- _OPDRACHTEN_
**A.** Vat de tekst over de uitspraak van het gerechtshof samen in twee zinnen.
**B.** Vervolg de tekst over de uitspraak van het gerechtshof vanaf de plek waar die ophoudt.

── LEESTEKST ──

ECLI:NL:GHSHE:2006:BA2766
Gerechtshof 's-Hertogenbosch
- Raadkamer
- F. van Beuge
- B.F. de Poorter
- R.R. Everaars-Katerberg
- Rechtspraak.nl
Vergoeding van kosten voor rechtsbijstand in beklagprocedure ex. art. 591a Sv.
In deze zaak heeft het Gerechtshof 's-Hertogenbosch op 12 december 2006 uitspraak gedaan over een verzoek tot vergoeding van kosten voor rechtsbijstand in een beklagprocedure, ingediend door verzoeker, wonende te Tilburg. Het verzoek was gebaseerd op artikel 591a van het Wetboek van Strafvordering, dat de mogelijkheid biedt tot schadevergoeding wanneer een zaak eindigt zonder oplegging van straf of maatregel. De raadkamer heeft het verzoek op 14 november 2006 in het openbaar behandeld, maar verzoeker en zijn advocaat zijn niet verschenen. Het hof heeft kennisgenomen van het schriftelijk advies van de advocaat-generaal van 10 oktober 2006, waarin werd geadviseerd verzoeker niet-ontvankelijk te verklaren.

───
── BRONGEGEVENS ──

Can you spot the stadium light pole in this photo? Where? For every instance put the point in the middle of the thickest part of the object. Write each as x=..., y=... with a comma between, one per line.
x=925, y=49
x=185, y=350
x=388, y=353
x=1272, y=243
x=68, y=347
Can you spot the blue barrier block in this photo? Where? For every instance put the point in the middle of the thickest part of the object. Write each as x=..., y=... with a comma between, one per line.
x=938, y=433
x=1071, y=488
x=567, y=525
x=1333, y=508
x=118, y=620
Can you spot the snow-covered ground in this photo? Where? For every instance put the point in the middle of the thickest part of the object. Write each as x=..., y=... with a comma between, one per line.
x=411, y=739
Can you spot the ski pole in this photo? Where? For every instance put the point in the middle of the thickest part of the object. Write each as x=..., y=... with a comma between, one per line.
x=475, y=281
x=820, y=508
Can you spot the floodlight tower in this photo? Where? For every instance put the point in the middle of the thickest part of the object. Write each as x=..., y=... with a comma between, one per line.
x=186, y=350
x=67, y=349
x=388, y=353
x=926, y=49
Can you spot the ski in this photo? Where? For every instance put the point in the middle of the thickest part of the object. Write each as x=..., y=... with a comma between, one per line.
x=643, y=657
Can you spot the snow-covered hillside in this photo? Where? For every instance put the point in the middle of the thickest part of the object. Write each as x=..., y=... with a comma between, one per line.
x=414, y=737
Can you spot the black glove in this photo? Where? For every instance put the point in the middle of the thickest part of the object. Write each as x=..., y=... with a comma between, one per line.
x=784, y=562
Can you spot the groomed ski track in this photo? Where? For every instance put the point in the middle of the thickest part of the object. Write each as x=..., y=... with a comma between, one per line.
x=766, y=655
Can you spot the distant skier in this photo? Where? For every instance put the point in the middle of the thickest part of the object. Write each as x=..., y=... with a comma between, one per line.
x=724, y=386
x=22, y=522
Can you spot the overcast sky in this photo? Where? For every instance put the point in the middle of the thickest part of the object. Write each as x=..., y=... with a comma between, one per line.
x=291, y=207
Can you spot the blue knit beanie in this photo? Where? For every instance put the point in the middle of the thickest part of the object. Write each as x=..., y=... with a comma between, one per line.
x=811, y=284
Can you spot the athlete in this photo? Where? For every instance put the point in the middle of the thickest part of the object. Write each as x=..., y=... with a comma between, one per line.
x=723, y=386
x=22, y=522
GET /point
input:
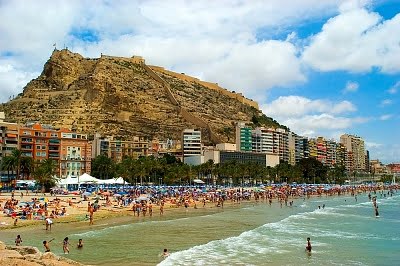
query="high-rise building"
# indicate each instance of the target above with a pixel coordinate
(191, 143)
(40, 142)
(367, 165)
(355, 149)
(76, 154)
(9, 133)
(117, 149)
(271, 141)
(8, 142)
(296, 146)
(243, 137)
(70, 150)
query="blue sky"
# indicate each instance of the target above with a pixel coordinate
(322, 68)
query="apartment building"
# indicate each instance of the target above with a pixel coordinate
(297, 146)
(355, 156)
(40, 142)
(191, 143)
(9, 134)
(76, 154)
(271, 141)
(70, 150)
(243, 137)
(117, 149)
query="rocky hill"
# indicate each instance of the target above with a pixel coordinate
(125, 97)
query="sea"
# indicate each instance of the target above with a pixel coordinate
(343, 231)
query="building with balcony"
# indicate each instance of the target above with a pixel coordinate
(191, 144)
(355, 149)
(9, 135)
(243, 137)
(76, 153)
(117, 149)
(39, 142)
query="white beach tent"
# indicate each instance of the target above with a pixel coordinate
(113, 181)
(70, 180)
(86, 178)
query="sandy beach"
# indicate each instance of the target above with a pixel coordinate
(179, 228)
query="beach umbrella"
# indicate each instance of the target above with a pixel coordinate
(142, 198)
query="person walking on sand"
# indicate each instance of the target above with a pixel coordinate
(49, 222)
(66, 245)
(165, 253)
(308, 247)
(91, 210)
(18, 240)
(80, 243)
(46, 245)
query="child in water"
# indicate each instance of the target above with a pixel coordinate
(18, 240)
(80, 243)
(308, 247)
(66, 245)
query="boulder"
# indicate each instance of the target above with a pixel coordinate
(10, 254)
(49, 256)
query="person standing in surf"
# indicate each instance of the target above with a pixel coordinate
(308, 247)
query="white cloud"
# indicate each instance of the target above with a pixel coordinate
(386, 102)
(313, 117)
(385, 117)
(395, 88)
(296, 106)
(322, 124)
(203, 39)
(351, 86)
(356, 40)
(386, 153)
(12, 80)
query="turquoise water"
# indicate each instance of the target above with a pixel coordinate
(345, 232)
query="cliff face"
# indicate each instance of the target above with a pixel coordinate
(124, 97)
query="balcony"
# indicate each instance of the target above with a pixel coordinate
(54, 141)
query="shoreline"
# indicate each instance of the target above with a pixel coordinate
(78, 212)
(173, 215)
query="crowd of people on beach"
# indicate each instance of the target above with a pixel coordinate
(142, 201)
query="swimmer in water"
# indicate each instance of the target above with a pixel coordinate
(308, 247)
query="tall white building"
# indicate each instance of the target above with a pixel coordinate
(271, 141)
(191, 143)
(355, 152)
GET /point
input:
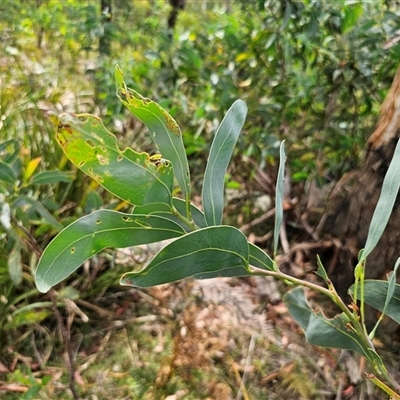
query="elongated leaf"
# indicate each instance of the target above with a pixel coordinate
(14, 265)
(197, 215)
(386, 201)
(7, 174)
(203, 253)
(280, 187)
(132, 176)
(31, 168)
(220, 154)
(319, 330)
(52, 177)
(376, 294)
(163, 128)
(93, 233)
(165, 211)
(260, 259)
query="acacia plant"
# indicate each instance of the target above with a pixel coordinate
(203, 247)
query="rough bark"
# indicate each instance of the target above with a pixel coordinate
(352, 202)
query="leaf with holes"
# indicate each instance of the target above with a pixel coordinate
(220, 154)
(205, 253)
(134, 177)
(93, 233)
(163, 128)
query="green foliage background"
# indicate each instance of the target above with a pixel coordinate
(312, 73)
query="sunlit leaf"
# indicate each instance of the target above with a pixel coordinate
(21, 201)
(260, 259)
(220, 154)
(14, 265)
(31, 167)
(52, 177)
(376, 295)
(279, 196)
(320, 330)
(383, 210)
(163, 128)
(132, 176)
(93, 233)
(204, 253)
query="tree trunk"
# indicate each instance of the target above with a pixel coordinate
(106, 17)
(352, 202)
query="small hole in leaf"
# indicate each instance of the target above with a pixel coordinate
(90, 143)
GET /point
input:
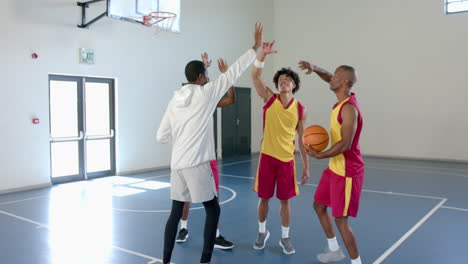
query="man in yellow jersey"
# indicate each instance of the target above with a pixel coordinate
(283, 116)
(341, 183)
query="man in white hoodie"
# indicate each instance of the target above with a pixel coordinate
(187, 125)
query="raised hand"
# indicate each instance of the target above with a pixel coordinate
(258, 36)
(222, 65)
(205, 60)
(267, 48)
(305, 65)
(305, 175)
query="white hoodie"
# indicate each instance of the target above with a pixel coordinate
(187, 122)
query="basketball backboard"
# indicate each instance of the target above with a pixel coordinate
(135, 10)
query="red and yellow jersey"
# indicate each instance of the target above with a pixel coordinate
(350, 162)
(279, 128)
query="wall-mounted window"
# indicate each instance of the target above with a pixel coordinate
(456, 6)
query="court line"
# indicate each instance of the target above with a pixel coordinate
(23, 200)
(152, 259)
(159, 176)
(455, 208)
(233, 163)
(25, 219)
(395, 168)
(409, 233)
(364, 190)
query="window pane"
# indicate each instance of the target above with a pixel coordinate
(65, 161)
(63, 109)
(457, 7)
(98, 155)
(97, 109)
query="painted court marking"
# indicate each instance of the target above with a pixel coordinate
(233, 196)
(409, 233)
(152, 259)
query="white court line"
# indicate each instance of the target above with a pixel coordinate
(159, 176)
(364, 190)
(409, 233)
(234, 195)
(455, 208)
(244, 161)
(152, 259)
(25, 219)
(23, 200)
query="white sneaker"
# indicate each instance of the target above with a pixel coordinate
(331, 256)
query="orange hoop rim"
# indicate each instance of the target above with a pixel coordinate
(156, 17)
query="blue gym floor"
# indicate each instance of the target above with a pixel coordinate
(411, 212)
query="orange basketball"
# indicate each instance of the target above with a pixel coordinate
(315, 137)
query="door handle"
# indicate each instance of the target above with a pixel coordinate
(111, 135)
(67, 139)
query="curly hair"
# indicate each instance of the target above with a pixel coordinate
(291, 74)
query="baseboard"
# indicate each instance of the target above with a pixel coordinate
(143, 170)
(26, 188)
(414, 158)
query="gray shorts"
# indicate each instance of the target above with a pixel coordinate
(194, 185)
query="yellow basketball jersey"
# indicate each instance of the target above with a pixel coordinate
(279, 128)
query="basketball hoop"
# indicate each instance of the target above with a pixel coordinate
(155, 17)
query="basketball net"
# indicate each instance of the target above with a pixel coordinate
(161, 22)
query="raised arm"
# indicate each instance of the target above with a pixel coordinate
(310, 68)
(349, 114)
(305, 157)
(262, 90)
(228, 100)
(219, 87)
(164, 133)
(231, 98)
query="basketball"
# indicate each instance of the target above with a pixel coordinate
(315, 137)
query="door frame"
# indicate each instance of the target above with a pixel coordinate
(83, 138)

───
── BRONGEGEVENS ──

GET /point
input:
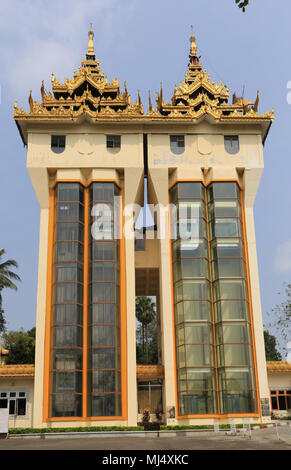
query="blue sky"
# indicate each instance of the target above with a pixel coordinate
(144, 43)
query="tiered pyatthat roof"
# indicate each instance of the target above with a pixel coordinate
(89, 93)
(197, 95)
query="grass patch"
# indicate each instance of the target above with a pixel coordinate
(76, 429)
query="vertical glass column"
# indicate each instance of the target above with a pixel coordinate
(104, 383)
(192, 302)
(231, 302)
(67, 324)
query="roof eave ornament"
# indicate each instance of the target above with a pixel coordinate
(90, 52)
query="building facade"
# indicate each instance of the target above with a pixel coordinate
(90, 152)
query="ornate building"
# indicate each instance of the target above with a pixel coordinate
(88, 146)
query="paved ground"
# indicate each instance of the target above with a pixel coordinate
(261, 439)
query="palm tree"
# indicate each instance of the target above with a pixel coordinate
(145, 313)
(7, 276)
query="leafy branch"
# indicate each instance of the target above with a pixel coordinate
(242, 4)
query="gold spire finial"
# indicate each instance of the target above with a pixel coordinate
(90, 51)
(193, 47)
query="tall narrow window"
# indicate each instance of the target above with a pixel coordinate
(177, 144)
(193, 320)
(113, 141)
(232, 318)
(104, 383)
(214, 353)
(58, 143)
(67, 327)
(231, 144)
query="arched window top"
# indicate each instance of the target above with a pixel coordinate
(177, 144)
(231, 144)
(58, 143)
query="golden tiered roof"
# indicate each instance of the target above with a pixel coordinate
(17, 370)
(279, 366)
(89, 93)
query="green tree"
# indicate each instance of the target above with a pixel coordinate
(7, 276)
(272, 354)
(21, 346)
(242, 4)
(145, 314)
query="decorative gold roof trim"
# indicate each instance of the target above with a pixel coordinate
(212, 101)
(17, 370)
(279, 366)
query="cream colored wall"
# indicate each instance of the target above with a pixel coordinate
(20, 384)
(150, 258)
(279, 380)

───

- _ANTWOORDEN_
**A.** Op 12 december 2006 deed het Gerechtshof 's-Hertogenbosch uitspraak over een verzoek van een verzoeker uit Tilburg om vergoeding van kosten voor rechtsbijstand in een beklagprocedure, gebaseerd op artikel 591a van het Wetboek van Strafvordering. Bij de openbare behandeling door de raadkamer op 14 november 2006 verschenen verzoeker en zijn advocaat niet, en de advocaat-generaal had schriftelijk geadviseerd verzoeker niet-ontvankelijk te verklaren.

**B.**
Het hof overweegt dat in het verleden verschillende rechterlijke colleges de mogelijkheid van vergoeding van advocaatkosten in een beklagprocedure hebben erkend, maar komt tot de conclusie dat artikel 591a niet kan dienen als wettelijke grondslag voor dergelijke vergoeding. Het hof stelt dat de beklagprocedure niet kan worden gelijkgesteld aan een strafprocedure, aangezien deze procedure niet door het openbaar ministerie wordt geïnitieerd, maar door een rechtstreeks belanghebbende, in dit geval de klager. Dit leidt tot een ongelijke behandeling tussen partijen in de beklagprocedure, wat het hof onwenselijk acht.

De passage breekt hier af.